(Source material)
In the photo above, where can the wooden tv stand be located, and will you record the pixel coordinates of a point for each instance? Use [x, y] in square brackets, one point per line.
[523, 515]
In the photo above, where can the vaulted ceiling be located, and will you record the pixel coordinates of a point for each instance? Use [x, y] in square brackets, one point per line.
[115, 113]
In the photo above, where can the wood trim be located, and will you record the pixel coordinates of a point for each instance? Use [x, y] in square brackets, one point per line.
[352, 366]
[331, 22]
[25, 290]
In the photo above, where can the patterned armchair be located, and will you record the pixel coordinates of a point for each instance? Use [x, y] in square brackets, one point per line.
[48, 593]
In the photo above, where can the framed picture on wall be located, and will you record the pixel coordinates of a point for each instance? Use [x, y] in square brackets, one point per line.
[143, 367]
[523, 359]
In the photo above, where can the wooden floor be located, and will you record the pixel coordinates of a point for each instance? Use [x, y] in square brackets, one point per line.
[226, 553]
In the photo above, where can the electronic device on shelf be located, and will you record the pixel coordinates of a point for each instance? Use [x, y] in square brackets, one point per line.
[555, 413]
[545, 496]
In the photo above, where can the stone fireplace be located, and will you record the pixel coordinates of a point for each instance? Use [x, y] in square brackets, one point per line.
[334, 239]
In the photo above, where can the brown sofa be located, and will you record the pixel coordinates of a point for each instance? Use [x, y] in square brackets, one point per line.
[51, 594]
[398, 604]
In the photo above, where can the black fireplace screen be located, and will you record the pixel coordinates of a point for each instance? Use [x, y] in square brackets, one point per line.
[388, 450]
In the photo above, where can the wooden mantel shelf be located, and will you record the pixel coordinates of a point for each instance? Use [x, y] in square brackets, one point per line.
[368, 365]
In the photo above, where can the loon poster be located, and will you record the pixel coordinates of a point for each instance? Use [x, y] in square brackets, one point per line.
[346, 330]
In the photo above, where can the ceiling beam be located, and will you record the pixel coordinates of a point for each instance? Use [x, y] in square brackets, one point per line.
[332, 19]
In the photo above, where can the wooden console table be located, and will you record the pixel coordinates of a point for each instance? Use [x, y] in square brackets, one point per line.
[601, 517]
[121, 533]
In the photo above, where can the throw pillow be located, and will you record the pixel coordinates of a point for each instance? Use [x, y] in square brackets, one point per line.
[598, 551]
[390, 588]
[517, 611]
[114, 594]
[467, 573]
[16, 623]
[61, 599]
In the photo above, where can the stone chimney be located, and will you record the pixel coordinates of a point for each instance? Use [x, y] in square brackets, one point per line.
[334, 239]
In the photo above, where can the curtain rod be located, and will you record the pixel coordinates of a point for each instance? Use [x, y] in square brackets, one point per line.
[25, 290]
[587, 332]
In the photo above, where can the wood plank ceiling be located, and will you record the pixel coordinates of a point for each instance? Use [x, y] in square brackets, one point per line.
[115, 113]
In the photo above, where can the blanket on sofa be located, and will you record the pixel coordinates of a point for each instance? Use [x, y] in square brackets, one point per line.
(End Source material)
(Source material)
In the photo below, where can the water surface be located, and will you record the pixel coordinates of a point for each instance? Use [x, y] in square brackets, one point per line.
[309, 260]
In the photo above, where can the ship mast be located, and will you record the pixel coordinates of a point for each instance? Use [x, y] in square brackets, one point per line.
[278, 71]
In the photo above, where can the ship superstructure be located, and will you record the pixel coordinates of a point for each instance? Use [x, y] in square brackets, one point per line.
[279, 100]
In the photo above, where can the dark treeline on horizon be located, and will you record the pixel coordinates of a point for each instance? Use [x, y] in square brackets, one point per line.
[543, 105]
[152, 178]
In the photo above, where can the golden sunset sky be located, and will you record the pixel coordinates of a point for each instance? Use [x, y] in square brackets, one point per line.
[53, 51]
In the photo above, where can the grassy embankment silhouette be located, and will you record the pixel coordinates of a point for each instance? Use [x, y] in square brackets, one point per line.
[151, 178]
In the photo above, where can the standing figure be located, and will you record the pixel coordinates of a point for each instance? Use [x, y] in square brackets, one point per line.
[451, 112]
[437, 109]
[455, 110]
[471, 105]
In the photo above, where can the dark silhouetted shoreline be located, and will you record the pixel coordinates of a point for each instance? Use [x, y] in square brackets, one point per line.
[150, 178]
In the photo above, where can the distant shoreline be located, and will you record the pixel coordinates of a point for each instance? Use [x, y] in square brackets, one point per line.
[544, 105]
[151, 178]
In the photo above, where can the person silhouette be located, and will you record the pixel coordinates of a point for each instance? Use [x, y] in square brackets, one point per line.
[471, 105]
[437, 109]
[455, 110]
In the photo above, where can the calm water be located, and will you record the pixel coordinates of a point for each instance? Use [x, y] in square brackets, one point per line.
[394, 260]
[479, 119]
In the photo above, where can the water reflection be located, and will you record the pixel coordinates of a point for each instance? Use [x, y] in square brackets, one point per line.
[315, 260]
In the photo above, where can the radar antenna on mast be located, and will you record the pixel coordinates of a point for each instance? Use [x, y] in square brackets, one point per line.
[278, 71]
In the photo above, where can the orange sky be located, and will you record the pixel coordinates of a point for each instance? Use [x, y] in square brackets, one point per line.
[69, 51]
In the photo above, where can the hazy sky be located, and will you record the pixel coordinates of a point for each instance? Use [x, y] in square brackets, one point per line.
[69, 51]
(End Source material)
Using the records above, copy word for word the line with "In the photo above, where can the curtain", the line with "In the photo above, where can the blanket", and every line between them.

Answer to this task:
In the photo above, where can the curtain rod be located, and will you record the pixel coordinates of a point for each instance? Use [x, y] in square brackets, one point per line.
[25, 290]
[587, 332]
In the photo above, where can the wood plank ceiling be located, and will you record the pixel coordinates of a point for each instance? Use [x, y] in square brackets, one point per line.
[115, 113]
In the photo above, where can the blanket on sofa be located, and will you record the pixel coordinates of a point for each instance? Use [x, y] in square brackets, one point per line.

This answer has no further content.